■ **Extracted data entries**
______________________________

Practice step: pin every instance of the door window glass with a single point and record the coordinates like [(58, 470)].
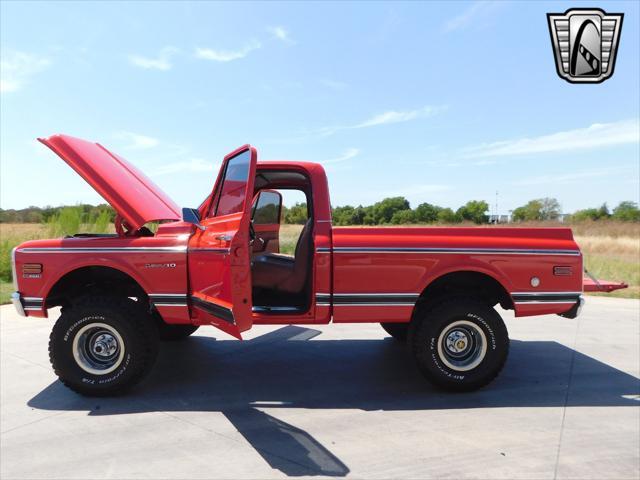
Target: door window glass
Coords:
[(267, 209), (234, 185)]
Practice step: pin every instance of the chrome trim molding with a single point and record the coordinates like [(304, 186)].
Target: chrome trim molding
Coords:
[(13, 268), (210, 250), (168, 299), (15, 299), (465, 251), (182, 248), (373, 304), (546, 293), (368, 299), (547, 302), (551, 298), (214, 309)]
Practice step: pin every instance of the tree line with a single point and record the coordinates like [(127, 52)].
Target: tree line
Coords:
[(389, 211), (87, 213), (398, 211)]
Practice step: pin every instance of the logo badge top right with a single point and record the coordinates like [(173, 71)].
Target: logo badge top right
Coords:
[(585, 43)]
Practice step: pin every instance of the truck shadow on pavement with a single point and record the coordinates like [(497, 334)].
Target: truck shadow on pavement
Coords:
[(282, 370)]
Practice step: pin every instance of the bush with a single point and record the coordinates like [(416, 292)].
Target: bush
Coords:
[(538, 210), (403, 217), (474, 211), (65, 222), (627, 212)]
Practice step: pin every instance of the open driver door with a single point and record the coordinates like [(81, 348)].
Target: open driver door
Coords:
[(219, 255)]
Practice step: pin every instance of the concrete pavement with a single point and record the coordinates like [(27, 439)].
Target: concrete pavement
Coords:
[(336, 400)]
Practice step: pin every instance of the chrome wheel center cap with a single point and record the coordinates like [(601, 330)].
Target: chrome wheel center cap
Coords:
[(457, 341), (105, 345)]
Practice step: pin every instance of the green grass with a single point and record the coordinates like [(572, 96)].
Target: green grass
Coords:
[(6, 289)]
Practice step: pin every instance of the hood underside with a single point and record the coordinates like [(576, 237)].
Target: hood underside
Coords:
[(133, 196)]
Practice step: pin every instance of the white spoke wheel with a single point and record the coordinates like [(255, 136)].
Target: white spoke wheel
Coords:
[(462, 346), (98, 348), (102, 346), (459, 344)]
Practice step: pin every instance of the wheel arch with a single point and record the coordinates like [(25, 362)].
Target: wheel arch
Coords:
[(482, 284), (93, 279)]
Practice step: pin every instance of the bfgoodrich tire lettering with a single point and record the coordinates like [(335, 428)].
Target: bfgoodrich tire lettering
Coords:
[(103, 334), (460, 344)]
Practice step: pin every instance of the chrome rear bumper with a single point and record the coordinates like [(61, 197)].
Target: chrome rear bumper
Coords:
[(575, 310)]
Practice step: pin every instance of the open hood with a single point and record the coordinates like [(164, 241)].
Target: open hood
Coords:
[(133, 196)]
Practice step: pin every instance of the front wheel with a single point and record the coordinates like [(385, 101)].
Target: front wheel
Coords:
[(460, 344), (102, 346)]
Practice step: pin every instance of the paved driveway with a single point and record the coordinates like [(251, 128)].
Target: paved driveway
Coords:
[(338, 400)]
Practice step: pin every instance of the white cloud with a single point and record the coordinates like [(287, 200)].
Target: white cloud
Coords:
[(386, 118), (192, 165), (575, 176), (280, 33), (347, 155), (476, 13), (135, 141), (595, 136), (397, 117), (333, 84), (161, 62), (17, 67), (226, 55)]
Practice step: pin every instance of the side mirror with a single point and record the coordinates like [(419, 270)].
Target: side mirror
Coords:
[(192, 216)]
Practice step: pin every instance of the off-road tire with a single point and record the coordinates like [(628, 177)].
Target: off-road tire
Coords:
[(398, 331), (172, 333), (431, 327), (124, 316)]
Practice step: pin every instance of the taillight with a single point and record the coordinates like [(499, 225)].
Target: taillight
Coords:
[(31, 268), (562, 271)]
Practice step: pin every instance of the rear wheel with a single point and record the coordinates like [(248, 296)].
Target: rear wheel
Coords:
[(398, 331), (102, 346), (460, 344)]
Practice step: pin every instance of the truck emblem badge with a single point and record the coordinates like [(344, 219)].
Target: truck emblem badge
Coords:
[(585, 43)]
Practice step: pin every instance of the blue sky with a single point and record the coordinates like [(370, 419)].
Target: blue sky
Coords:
[(439, 102)]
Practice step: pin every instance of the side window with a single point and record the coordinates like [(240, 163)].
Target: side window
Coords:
[(267, 209), (234, 186), (294, 216)]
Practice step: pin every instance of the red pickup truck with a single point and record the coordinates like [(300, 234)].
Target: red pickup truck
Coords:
[(220, 265)]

______________________________

The answer must restate every entry word for word, with the pictures left out.

■ **YOUR SOLUTION**
Practice step: pin every instance of the door window glass with a single point and record the coordinates like [(58, 470)].
Target: door window glass
Coords:
[(267, 209), (234, 185)]
Practice step: pin every instance of the chrome trim molding with a single point and record the coordinates like [(304, 186)].
Target: chrome trim molding
Coords:
[(13, 268), (210, 250), (168, 299), (15, 299), (465, 251), (182, 248), (373, 304), (546, 293), (368, 299), (547, 302), (551, 298), (214, 309)]
Practice step: pin every instance of the tree line with a single point and record the coordinates like [(127, 52)].
Target: tree line
Coords:
[(389, 211), (87, 213), (398, 211)]
Practice step: pin every instance of the logo badge top right with a single point and record the coordinates like [(173, 71)].
Target: logo badge top right
Coords:
[(585, 43)]
Practice step: pin every instance of the truck shadow on pavement with a single point and record the coordinates like [(497, 334)].
Target: truck shadow on pavement
Coords:
[(282, 370)]
Practice step: pin every instance of the bush with a single point and record the coordinates like [(416, 292)].
Target: bush
Coords:
[(538, 210), (403, 217), (474, 211), (65, 222), (627, 212)]
Practice step: pin every instance of the open driver door with a single point and record the coordinates like [(81, 348)].
Target: open driver door
Coords:
[(219, 255)]
Practice step: pin every instance of the concrete pavement with a single point and record the coordinates like [(27, 439)].
Target: concrete pavement
Coords:
[(336, 400)]
Practice step: pin every instance of the chrome wheel center cap with a single point and record the coordinates like [(601, 330)].
Target: chrome wheel center cap
Coords:
[(457, 341), (105, 345)]
Practice step: pin every instance of the green grass with a single point and record the coordinates like [(572, 96)].
Target: green grass
Coords:
[(6, 289)]
Practice step: pin every instance of the hood underside with a single point and record the coordinates like [(576, 237)].
Target: hood underside
Coords:
[(133, 196)]
Practice step: pin every instance of the white spoke wheel with a single point and record the coordinates like [(255, 136)].
Target: white spoke wheel
Coords:
[(462, 346), (98, 348), (102, 346), (459, 344)]
Practice step: pin every instance of the wheel arch with a single point and record the coordinates like [(25, 362)].
Target: wheel arch
Coords:
[(482, 284), (93, 279)]
Practice step: pin every instance of the bfgoodrich tire lettering with a single point and record the coordinates like [(335, 428)].
Target: bfgoodrich tire lettering
Coords:
[(103, 334), (460, 344)]
Practice step: pin every instance of the chrome rear bumper with a single point and record the coordinates like [(61, 197)].
Target: chrome rear bumper
Coords:
[(575, 310)]
Practice step: pin every instance of the open hood with a single point and record the coordinates like [(164, 241)].
Target: open hood
Coords:
[(133, 196)]
Practice step: pin every instance of the front wheel with a single point and record the coordinates like [(385, 101)].
Target: front wheel
Coords:
[(460, 344), (102, 346)]
Practice step: pin every instance of the paved driveway with a single point and record the coordinates like [(251, 128)].
Target: paved driveway
Coords:
[(338, 400)]
Practice step: pin every instance of the white cloud with a single point and record the coordinates like [(287, 200)].
Target: white cloud
Coords:
[(386, 118), (192, 165), (575, 176), (280, 33), (347, 155), (476, 13), (135, 141), (595, 136), (397, 117), (333, 84), (161, 62), (17, 67), (226, 55)]
Practice step: pin every instance of the side mirror with a single point and record the coordinates like [(419, 270)].
Target: side mirror
Coords:
[(192, 216)]
Practice step: pin every instance of the off-road tire with a single point and record the coordinates like [(628, 177)].
Target: off-road tire
Coords:
[(398, 331), (172, 333), (431, 327), (124, 316)]
Practice step: pin every instance of the taillight with a single point and record the coordinates like [(499, 225)].
Target: taillight
Coords:
[(31, 268), (562, 271)]
Practice step: pin every instance of the rear wheel with a single point and record the coordinates like [(248, 296)].
Target: rear wheel
Coords:
[(398, 331), (102, 346), (460, 344)]
Practice step: pin every instance of the truck emblem badge with a single point and record the coordinates like [(344, 219)].
Target: truck emblem badge
Coords:
[(585, 43)]
Practice step: pin every instance of the blue sky with a single point and record the coordinates like [(370, 419)].
Target: blue sky
Coords:
[(439, 102)]
Practice step: pin every instance of the side window with a single point and record the coordinates like [(240, 163)].
Target: side window
Coords:
[(267, 209), (234, 186), (294, 216)]
Practice step: pin every instance of the red pickup truck with a single point and record the coordinates like [(300, 234)].
Target: red pickup truck
Coords:
[(220, 265)]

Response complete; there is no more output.